▶ [练习说明]
1. 请将关于 Hadoop 自定义序列化的节选中的一段照原文重新写出：从含有“super(StudentMaxBean.class,true);”的地方开始，到“-bstudentMaxBean.getCourse()”为止。
2. 根据关于 Hadoop 自定义序列化的节选，反序列化时读取字段的顺序必须满足什么要求？

▶ [文档节选]
____

上面图片后面算出的数据是错误的,因为之前程序有个逻辑错误,已经修正了,但结果图片未保存。不过输出的格式如上图。

题目三:求出每门课程参考学生成绩最高的学生的信息:课程,姓名和平均分

自定义序列化类:
package com.startbigdata.studentPractise;

import org.apache.hadoop.io.WritableComparable;

import java.io.DataInput;
import java.io.DataOutput;
import java.io.IOException;

public class StudentMaxBean implements WritableComparable<StudentMaxBean> {
    private String course;
    private String name;
    private Float avgScore;
    private Float maxScore;

    public StudentMaxBean() {
    }

    public StudentMaxBean(String course, String name, Float avgScore, Float maxScore) {
        this.course = course;
        this.name = name;
        this.avgScore = avgScore;
        this.maxScore = maxScore;
    }

    public String getCourse() {
        return course;
    }

    public void setCourse(String course) {
        this.course = course;
    }

    public String getName() {
        return name;
    }

    public void setName(String name) {
        this.name = name;
    }

    public Float getAvgScore() {
        return avgScore;
    }

    public void setAvgScore(Float avgScore) {
        this.avgScore = avgScore;
    }

    public Float getMaxScore() {
        return maxScore;
    }

    public void setMaxScore(Float maxScore) {
        this.maxScore = maxScore;
    }

    public int compareTo(StudentMaxBean o) {
     //首先通过课程进行排序,课程相同的通过成绩进行排序
     //值得一提的是,使用自定义分组组件指定的分组字段,一定要在comparaTo方法中使用字段得而前面

        int index = o.course.compareTo(this.course);
        if (index==0){
            float flag = o.maxScore-this.maxScore;
            return flag>0.0f?1:-1;
        }
        else return index>0.0f?1:-1;
    }

    public void write(DataOutput dataOutput) throws IOException {
        dataOutput.writeUTF(course);//注意dataOutput.writeXX类型
        dataOutput.writeUTF(name);
        dataOutput.writeFloat(avgScore);
        dataOutput.writeFloat(maxScore);
    }

    //反序列化
    public void readFields(DataInput dataInput) throws IOException {
        //反序列化的顺序要和序列化顺序相同
        course = dataInput.readUTF();
        name = dataInput.readUTF();
        avgScore=dataInput.readFloat();
        maxScore=dataInput.readFloat();
    }

    @Override
    public String toString() {
        return course+"\t"+name+"\t"+avgScore+"\t"+maxScore;
    }
}
自定义分组类:
package com.startbigdata.studentPractise;

import org.apache.hadoop.io.WritableComparable;
import org.apache.hadoop.io.WritableComparator;

   //自定义分组,
   //主要就是对于分组进行排序,分组只按照组建键中的一个值进行分组
public class CourseGroup extends WritableComparator  {

    protected CourseGroup() {

        super(StudentMaxBean.class,true);
    }

    @Override
    public int compare(WritableComparable a, WritableComparable b) {
        StudentMaxBean astudentMaxBean = (StudentMaxBean)a;
        StudentMaxBean bstudentMaxBean =(StudentMaxBean)b;
          //如果是整型直接astudentMaxBean.getCourse()-bstudentMaxBean.getCourse()

____

▶ [所给信息]

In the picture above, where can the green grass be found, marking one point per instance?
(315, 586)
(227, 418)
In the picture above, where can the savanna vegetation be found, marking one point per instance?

____

▶ [参考答案]
1.
super(StudentMaxBean.class,true);
    }

    @Override
    public int compare(WritableComparable a, WritableComparable b) {
        StudentMaxBean astudentMaxBean = (StudentMaxBean)a;
        StudentMaxBean bstudentMaxBean =(StudentMaxBean)b;
          //如果是整型直接astudentMaxBean.getCourse()-bstudentMaxBean.getCourse()

2. 反序列化的顺序要和序列化顺序相同。